## ПОСТАВЛЕННАЯ ЗАДАЧА
Перепишите все строки ниже, не меняя в них ни одного символа.

Записи с ограничивающими рамками:
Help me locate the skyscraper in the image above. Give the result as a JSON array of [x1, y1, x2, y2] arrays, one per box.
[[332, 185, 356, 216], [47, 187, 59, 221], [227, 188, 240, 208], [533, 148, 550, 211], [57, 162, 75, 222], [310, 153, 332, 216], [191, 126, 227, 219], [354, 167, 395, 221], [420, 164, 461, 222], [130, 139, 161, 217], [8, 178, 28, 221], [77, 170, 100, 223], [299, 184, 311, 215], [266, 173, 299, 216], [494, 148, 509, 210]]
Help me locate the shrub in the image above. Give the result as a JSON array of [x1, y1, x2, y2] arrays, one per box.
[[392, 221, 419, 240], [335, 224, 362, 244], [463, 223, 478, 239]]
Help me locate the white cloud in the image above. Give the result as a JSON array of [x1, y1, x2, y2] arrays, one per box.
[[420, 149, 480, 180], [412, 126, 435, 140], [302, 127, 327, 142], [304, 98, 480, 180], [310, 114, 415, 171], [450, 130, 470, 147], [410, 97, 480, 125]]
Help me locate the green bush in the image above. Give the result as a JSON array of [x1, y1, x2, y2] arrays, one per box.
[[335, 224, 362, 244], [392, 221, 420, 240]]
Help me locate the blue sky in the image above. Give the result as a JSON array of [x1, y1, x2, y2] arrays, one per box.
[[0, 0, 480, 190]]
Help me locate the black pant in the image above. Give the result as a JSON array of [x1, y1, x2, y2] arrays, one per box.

## ВЫПОЛНЕННОЕ ЗАДАНИЕ
Help me locate the skyscraper in the image above. Give the result as a JSON array of [x1, y1, x2, y2] arrays, one per box.
[[332, 185, 356, 216], [47, 187, 59, 221], [227, 188, 240, 208], [533, 148, 550, 211], [57, 162, 75, 222], [310, 153, 332, 216], [191, 126, 227, 219], [354, 167, 395, 221], [420, 164, 461, 222], [130, 139, 161, 217], [8, 178, 28, 221], [77, 170, 100, 223], [299, 184, 311, 215], [266, 173, 299, 216], [494, 148, 509, 210]]
Help me locate the shrub in the image above. Give the result as a JSON array of [x1, y1, x2, y2] arrays, one per box.
[[392, 221, 419, 240], [335, 224, 362, 244], [463, 223, 478, 239]]
Help me locate the white cloud in the image above. Give the result as a JSON array of [x1, y1, x2, y2] arrays, one per box.
[[420, 149, 480, 180], [412, 126, 435, 140], [302, 127, 327, 142], [304, 98, 480, 180], [310, 114, 415, 171], [450, 130, 470, 147], [410, 97, 480, 125]]
Help me locate the green bush in the image above. Give the result as a JSON array of [x1, y1, x2, y2] arrays, one per box.
[[335, 224, 362, 244], [392, 221, 420, 240]]
Help me locate the blue sky in the image above. Give the result as a JSON array of [x1, y1, x2, y2] arrays, one per box.
[[0, 0, 480, 190]]
Help me locate the black pant in the image above. Give the result as a JSON array of [x1, y1, x2, y2] arrays, one per box.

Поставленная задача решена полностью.